Fortes de cette "faiblesse" de la police, les manifestantes ont réalisé un "exploit" le 10 mai. Alors que les hommes étaient habituellement stoppés par la violence policière, les femmes, elles, ont réussi à manifester pour la première fois, jusque dans le centre de la capitale. Un pari réussi qui a ouvert le voie à d’autres mobilisations de femmes.

Discrétion pour les manifestations

Leur tactique ? La discrétion pour ne pas être repérées par la police. Ainsi, le 10 mai, munies de leur sac-à-main, lunettes de soleil vissées sur le nez, elles se retrouvent par petits groupes dans la capitale. Progressivement, les rangs grossissent à mesure qu'elles se rapprochent toutes du centre ville jusqu'à atteindre la place de l’Indépendance, forte en symbole, et le ministère de l’Intérieur.

__Relevé des lignes__:
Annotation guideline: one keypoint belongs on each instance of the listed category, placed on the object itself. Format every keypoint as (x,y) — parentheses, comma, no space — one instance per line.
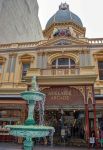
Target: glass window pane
(63,61)
(72,62)
(25,69)
(54,62)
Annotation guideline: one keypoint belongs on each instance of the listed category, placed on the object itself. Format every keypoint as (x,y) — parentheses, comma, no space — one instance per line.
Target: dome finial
(63,6)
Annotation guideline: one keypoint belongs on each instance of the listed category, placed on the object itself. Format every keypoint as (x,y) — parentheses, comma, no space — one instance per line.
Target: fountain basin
(32,95)
(36,131)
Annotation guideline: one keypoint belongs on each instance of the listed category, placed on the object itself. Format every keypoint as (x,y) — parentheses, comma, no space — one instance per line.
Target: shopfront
(68,109)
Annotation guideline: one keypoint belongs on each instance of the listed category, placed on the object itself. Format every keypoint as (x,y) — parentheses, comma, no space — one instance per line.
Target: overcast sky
(90,12)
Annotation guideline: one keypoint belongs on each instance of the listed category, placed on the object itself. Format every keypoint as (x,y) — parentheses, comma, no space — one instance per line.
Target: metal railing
(60,72)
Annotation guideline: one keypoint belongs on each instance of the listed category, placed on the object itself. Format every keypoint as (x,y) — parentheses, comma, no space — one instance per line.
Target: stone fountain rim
(30,127)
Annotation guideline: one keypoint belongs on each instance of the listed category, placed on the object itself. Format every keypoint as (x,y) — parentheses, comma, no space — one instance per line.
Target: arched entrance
(65,110)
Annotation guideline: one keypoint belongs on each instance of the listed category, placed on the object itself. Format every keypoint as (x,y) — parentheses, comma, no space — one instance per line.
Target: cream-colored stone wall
(40,60)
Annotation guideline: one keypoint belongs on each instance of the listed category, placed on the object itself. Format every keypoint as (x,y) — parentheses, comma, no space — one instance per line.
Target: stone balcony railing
(90,70)
(34,44)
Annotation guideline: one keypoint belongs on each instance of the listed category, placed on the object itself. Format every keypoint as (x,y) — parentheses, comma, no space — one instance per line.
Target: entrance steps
(77,142)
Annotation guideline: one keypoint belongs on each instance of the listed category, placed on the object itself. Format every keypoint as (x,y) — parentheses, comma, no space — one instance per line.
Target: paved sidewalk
(12,146)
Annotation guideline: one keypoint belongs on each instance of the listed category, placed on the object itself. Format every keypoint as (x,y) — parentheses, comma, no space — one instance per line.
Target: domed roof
(64,15)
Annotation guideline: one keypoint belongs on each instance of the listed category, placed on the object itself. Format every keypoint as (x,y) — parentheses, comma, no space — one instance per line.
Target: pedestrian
(92,139)
(101,137)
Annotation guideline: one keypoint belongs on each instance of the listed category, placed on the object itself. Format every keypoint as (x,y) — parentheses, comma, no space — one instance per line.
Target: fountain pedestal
(30,130)
(30,120)
(28,144)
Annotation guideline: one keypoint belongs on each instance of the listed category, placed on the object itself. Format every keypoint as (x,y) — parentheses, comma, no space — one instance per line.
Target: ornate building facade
(69,70)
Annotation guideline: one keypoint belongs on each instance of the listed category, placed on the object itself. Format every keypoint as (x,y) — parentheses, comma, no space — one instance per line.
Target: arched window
(63,63)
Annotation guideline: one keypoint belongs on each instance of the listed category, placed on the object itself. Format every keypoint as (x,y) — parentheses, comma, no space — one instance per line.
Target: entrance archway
(65,110)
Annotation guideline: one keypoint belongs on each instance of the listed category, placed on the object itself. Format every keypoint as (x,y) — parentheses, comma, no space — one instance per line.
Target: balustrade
(60,72)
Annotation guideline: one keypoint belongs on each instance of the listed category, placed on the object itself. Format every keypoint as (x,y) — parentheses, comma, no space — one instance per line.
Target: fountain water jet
(30,129)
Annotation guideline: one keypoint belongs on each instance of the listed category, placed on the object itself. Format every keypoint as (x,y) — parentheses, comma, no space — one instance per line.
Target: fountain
(30,129)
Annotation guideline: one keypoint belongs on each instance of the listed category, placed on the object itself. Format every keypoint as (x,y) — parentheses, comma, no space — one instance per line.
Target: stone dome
(64,15)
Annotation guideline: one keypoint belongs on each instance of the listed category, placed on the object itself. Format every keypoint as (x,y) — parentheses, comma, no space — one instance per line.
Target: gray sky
(90,12)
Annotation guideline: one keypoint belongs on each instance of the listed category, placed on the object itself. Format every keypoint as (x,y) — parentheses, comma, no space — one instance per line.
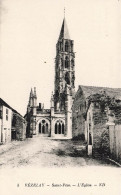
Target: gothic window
(72,63)
(67,79)
(6,114)
(43,127)
(59,127)
(66,46)
(66,62)
(40,128)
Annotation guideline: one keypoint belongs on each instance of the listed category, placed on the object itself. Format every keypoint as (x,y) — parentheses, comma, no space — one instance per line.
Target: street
(45,152)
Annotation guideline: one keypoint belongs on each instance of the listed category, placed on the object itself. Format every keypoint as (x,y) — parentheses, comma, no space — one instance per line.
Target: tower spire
(64,12)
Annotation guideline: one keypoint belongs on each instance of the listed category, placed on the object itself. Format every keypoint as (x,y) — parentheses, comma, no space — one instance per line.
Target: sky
(29,31)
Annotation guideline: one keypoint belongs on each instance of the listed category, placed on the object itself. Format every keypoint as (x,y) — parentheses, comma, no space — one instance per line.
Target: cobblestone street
(45,152)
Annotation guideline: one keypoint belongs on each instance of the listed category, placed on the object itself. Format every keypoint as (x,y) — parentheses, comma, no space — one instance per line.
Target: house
(12,124)
(5,122)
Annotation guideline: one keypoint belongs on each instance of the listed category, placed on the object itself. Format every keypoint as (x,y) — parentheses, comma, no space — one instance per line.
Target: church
(56,122)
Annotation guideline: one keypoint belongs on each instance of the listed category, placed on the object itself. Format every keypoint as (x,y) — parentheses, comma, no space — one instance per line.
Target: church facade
(56,122)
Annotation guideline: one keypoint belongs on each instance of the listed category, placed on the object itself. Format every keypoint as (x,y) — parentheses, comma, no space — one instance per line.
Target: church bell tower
(64,68)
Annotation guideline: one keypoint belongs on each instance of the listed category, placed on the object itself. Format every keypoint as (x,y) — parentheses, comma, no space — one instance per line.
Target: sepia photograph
(60,97)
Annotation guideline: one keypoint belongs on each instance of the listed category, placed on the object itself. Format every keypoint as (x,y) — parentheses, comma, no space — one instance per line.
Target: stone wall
(19,127)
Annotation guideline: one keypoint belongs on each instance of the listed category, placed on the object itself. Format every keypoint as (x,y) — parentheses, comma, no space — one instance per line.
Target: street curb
(113,161)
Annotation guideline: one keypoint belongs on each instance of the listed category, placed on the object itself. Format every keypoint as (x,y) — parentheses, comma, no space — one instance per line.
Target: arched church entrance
(59,127)
(44,127)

__Consigne__: Reprenez le texte sur la manifestation des femmes du 10 mai juste après sa dernière phrase et poursuivez-le.

__Résultat__:
Bientôt, elles sont plus de 200 et des slogans fusent « on veut la paix, l’unité, la démocratie », « relâchez nos enfants ». Une référence aux manifestants arrêtés par la police depuis le début de la contestation dans le pays le 26 avril.Et toujours pas relâchés.

« Aujourd’hui, nous sommes ici pour soutenir nos frères qui manifestent contre les violations des lois fondamentales de ce pays », explique Elisabeth-Marie à l'AFP, désignée parmi ces femmes pour s’adresser à la foule.

Si ça avait été des hommes, ça fait longtemps qu’on les aurait dégagés.

Un policier burundais

Freinées par l’arrivée des policiers qui veulent rompre leurs rangs, elles bravent les cordons des forces de l’ordre pour continuer à progresser dans la ville. Face à elles, la police reste impuissante, n’osant, semble-t-il, pas intervenir.

« Si ça avait été des hommes, ça fait longtemps qu’on les aurait dégagés », explique un policier à RFI,  le 10 mai. Une manifestante surenchérit au micro de nos confrères : « Ils savent que tirer sur nous, ça donnerait une image encore plus désastreuse à la police burundaise. »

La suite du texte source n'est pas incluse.